TASK DESCRIPTION: Reproduce all records verbatim.

------------

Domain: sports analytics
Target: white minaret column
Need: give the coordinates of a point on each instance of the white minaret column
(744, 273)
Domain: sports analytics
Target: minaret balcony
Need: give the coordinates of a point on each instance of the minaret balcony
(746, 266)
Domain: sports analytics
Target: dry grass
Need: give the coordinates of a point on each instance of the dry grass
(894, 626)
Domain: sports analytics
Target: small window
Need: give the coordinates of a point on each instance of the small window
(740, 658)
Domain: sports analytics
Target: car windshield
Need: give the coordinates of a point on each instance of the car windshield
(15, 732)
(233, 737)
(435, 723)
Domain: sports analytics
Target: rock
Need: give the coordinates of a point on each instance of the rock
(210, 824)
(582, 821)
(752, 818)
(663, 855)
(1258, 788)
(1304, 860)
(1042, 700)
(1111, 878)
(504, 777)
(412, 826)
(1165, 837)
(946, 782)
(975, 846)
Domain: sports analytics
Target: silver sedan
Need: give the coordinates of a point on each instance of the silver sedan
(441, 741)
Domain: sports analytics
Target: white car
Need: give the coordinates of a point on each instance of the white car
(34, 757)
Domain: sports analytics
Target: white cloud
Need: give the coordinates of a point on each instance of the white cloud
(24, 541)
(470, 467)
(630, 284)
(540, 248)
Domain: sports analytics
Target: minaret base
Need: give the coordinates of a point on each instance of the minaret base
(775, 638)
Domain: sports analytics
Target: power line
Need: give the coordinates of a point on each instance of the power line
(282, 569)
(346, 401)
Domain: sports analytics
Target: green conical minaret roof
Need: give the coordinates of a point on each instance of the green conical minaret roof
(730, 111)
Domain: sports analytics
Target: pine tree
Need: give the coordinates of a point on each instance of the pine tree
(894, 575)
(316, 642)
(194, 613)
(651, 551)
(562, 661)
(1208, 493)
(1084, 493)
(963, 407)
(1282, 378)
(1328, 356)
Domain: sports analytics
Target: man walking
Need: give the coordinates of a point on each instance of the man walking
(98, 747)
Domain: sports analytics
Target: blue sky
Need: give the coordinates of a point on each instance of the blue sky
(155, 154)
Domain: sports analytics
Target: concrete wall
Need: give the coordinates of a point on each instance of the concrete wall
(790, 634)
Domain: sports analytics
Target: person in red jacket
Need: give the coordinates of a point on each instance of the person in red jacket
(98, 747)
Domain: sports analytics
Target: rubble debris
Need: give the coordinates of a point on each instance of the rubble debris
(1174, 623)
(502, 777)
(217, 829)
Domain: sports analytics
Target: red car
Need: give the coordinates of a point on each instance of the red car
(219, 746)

------------

RESULT FOR THIS EXERCISE:
Domain: sports analytics
Target: white minaret column
Need: give the coordinates of a point on each instance of the white minaret column
(744, 273)
Domain: sports analytics
Target: minaret balcony
Need: give the coordinates of a point on each instance of the minaret balcony
(746, 266)
Domain: sports analytics
Target: dry grass
Need: give the coordinates of a point on each instance of the dry grass
(894, 626)
Domain: sports analytics
Target: small window
Need: give the coordinates of a point on each instance of the small window
(740, 658)
Domain: sports analytics
Target: car windshield
Need: give the coordinates of a point on each instance of the car windshield
(15, 732)
(233, 737)
(435, 723)
Domain: sports analytics
Target: rock
Need: give the coordinates of a point on each instance of the rock
(210, 824)
(582, 821)
(752, 818)
(663, 855)
(1258, 788)
(1304, 860)
(1042, 700)
(1111, 878)
(504, 777)
(412, 826)
(1165, 837)
(946, 782)
(975, 846)
Domain: sports analytics
Target: silver sedan
Need: give the coordinates of a point on each instance of the silver sedan
(441, 741)
Domain: sports analytics
Target: white car
Need: give the coordinates of a point on each instance of the white car
(34, 757)
Domain: sports analytics
Target: white cloud
Need: give the coordinates of a point on each instance of the white cloud
(24, 541)
(470, 467)
(630, 284)
(540, 248)
Domain: sports analytics
Target: minaret base
Need: give the coordinates of a point on each instance of the minaret base
(775, 638)
Domain: sports analytics
Target: power line
Need: give the coordinates of a point on each instance of the power line
(282, 569)
(346, 401)
Domain: sports analytics
Target: green conical minaret roof
Need: give the coordinates of a point on each instance of the green conical minaret roof
(730, 111)
Domain: sports analytics
Target: pine tree
Need: give the coordinates of a point on each instance of the pine tree
(894, 575)
(316, 642)
(194, 613)
(651, 551)
(562, 661)
(1208, 493)
(1084, 493)
(963, 407)
(1282, 378)
(1328, 356)
Domain: sports analytics
Target: man walking
Need: give the coordinates of a point on each instance of the man walking
(98, 747)
Domain: sports analytics
Target: blue sky
Need: give the coordinates of a point on each instance of the blue sky
(155, 154)
Domain: sports analytics
Target: concrete wall
Need: give the coordinates of a point on each instance of the concrete wall
(790, 634)
Domain: sports analytics
Target: person in red jacket
Need: give the coordinates of a point on each instance of the person in red jacket
(98, 747)
Domain: sports analytics
Target: rubble debris
Need: give the coordinates of a point on each instance of the rubble debris
(1174, 623)
(502, 777)
(217, 829)
Domain: sports analytics
Target: red car
Need: give the coordinates of a point on each instance of the red car
(219, 746)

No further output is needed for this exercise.